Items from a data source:
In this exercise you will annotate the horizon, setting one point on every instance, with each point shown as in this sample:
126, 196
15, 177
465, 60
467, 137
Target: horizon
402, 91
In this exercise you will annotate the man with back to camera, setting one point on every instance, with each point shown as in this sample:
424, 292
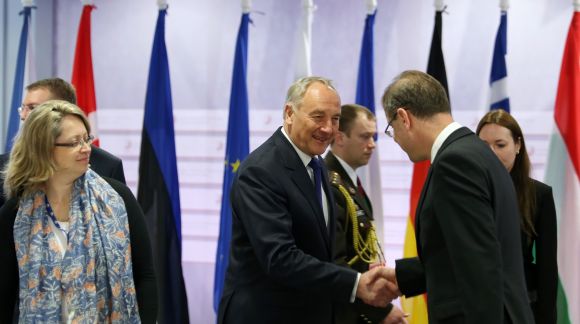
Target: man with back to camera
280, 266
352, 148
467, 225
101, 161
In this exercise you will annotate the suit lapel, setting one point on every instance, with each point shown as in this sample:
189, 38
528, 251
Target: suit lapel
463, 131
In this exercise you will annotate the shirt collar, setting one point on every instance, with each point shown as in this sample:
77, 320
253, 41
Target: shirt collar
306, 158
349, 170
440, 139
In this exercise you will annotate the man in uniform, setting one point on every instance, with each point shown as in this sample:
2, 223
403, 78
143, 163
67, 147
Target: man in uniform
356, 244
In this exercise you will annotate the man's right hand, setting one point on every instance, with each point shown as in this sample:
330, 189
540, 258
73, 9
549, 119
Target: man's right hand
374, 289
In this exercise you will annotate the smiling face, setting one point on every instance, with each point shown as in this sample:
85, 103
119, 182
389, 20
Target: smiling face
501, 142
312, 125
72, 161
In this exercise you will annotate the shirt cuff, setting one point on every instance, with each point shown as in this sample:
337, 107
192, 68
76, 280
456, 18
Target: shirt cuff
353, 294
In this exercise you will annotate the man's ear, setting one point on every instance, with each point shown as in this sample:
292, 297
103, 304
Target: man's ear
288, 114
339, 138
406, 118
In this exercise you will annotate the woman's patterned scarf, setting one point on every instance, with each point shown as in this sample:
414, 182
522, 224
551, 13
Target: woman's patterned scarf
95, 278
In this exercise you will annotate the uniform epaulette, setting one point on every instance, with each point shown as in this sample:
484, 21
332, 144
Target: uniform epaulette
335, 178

* * *

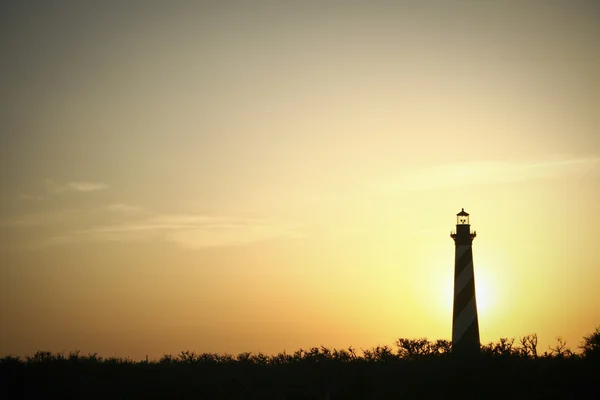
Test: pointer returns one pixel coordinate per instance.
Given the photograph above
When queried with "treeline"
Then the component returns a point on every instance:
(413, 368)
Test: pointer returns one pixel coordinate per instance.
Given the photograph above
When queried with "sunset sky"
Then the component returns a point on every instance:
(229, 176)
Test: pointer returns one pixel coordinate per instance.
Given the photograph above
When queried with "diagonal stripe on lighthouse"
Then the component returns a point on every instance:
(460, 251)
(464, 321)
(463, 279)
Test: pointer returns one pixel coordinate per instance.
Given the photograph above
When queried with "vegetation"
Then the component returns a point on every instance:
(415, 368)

Problem
Report every line in the data above in which the word "shown" appears.

Solution for this exercise
In this exercise you will annotate the horizon, setting one point on every instance, with each point shown as in this sample:
In this exercise you will annotate the man with back to camera, setting one point on every instance, with each point shown as in this sample:
In this exercise you will annotate the suit lapel, setting one point on every instance, with each point shown as in this sample:
In this exercise you will annotate the shirt collar, setting one point on every instance, with each point shown as in this sample:
In this exercise you will annotate the man in uniform, setting one point on every instance, with each point shown as in this sample:
In this exercise you will annotate the man's right hand, setting one point on every instance, with each point shown as in this sample:
In this exercise you will annotate the smiling face, setting one point on every instance, with each point shown as in this sample:
In this exercise you will annotate the shirt cuff, setting one point on every instance, with each point shown as in this sample:
In this exercise you will annotate the man's ear, setting one point on every instance, with each point shown as in this sample:
In this exercise you will annotate the woman's patterned scarf, setting one point on every instance, with each point shown as in this sample:
In this exercise you will annotate the uniform epaulette, setting one point on every instance, with each point shown as in this sample:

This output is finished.